### Exercise material
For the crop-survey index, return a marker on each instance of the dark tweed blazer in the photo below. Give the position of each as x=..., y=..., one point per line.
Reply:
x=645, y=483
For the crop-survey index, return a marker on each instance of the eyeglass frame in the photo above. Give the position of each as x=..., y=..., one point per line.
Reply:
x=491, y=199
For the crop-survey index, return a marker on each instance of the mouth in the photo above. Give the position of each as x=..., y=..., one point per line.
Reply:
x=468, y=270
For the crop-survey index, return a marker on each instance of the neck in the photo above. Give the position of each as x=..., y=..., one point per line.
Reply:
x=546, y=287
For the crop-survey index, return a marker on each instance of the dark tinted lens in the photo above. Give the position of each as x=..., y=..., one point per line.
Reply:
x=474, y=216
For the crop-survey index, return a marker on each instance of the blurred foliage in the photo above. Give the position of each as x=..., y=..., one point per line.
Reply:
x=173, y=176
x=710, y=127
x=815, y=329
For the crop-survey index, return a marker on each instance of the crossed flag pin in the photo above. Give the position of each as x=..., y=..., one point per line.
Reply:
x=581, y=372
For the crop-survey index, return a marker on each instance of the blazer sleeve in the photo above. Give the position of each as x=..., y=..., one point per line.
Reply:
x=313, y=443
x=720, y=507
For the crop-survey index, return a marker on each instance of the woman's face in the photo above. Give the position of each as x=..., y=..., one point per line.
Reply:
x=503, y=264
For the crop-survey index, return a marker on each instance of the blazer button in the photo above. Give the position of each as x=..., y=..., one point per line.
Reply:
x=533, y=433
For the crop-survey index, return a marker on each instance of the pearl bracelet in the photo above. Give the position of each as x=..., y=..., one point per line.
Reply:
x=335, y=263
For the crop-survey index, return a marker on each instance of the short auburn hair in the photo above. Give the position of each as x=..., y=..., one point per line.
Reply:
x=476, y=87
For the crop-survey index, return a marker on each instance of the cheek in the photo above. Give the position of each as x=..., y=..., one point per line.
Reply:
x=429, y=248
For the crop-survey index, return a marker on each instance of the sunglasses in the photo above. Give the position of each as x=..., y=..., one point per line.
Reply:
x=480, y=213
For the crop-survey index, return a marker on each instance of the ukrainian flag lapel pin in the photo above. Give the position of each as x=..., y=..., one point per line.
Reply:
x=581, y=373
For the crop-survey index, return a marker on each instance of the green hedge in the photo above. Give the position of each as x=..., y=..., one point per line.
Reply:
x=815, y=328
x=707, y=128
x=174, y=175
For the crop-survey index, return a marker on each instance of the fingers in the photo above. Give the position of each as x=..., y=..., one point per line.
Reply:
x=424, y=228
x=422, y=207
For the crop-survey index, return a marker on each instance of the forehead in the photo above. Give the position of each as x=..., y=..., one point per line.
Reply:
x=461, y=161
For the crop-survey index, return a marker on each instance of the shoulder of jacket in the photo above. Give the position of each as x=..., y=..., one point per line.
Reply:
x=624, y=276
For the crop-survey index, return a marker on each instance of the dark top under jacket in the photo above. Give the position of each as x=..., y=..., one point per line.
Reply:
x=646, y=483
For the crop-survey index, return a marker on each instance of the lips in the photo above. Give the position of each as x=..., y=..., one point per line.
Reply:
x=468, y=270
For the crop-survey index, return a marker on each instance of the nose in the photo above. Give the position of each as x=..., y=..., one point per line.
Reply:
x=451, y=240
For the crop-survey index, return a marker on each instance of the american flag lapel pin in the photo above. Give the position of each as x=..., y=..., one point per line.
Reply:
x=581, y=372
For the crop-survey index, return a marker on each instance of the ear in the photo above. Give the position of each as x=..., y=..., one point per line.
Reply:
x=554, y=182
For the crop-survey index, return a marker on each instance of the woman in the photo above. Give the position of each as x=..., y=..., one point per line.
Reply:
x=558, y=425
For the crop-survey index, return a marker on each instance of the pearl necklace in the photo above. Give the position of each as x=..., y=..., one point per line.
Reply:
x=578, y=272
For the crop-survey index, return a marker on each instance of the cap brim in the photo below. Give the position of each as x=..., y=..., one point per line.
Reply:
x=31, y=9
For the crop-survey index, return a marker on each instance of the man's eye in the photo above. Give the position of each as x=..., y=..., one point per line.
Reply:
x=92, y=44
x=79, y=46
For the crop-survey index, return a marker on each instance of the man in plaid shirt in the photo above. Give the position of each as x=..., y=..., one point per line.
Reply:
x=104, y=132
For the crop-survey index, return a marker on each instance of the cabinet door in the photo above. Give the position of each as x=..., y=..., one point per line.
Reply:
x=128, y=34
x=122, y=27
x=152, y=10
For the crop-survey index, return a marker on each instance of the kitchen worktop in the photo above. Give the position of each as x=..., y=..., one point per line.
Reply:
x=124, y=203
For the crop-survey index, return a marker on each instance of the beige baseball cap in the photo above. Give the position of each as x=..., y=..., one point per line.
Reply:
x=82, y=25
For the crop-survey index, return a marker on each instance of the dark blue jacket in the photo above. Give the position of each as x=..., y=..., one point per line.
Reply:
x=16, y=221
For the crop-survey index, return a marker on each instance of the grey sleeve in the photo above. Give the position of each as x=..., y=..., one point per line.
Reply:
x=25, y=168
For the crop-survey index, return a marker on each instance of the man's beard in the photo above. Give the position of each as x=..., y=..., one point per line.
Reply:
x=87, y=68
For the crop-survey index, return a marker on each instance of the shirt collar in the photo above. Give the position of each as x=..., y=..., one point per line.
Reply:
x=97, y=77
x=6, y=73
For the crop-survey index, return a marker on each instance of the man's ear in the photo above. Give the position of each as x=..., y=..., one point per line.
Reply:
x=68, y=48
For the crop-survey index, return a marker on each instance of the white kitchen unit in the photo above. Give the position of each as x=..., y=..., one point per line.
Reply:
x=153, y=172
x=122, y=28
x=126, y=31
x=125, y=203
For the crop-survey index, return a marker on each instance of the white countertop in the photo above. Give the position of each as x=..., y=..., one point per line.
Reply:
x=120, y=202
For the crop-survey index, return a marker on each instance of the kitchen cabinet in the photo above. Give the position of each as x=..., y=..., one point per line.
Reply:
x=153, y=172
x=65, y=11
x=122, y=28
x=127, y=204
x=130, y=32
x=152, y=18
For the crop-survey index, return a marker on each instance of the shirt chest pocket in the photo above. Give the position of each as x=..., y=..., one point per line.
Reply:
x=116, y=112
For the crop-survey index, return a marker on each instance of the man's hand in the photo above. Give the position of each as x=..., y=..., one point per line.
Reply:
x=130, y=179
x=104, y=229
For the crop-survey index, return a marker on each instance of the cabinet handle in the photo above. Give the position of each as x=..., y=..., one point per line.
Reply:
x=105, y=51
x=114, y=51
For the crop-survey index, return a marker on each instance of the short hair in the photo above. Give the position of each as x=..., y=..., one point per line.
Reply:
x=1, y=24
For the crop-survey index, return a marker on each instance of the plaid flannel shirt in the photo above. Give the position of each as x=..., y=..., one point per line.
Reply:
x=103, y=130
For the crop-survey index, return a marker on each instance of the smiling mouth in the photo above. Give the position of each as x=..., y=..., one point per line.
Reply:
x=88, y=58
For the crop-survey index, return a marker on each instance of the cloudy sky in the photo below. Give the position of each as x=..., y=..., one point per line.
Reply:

### What you will do
Please scale the data from the line containing "of the neck" down to the line containing "x=429, y=248", both ends included. Rewrite every one of those lines, and only those, with each x and y coordinate under "Reply:" multiplied by 1.75 and rounded to a whole number, halves going up.

### Right answer
For the crop-survey index, return a marker on each instance of the neck in the photo above. Give the position of each as x=..., y=..., one point per line.
Reply:
x=956, y=502
For the crop-survey index, return a marker on each instance of the dark tinted lens in the photo above. Give the position of each as x=..., y=..., one point per line.
Reply:
x=830, y=378
For the crop-survey index, return a marker on each instance of the blurred foliage in the photo above. Give the position of each as x=..., y=..., one point per line.
Reply:
x=303, y=308
x=1243, y=222
x=1426, y=576
For the crop-survey index, return a marker on each instance of the crossed flag pin in the photo above. Give the position of each as x=..., y=..., one point per line.
Reply:
x=1017, y=651
For the crop-survey index, return a marker on each instance of the blazer sleeve in the photo above. Give the position of each as x=..., y=..., one point per line.
Reply:
x=548, y=775
x=1260, y=887
For the crop-survey index, return a marker on each instance of the woman's face in the photo above. Give the position of each as x=..., y=..., one point per line.
Reply:
x=880, y=462
For the crop-survey index, return a marker on each instance of the blazer button in the photo above. Give the position of each as x=..., y=..., one point per line.
Reply:
x=933, y=758
For the crop-survey index, return a marker on each instance of the pearl bracelet in the photo above. Give the position of each as x=..., y=..., one point per line.
Reply:
x=586, y=460
For the crop-survey index, return a marker on each instance of the short auburn hair in the photo above. Give the position of each as x=..., y=..., one point per line.
Reply:
x=833, y=152
For the crop-survey index, return a marker on each instance of the cheek in the photo above. Give the position of each as x=..., y=..., one point per line.
Reply:
x=751, y=434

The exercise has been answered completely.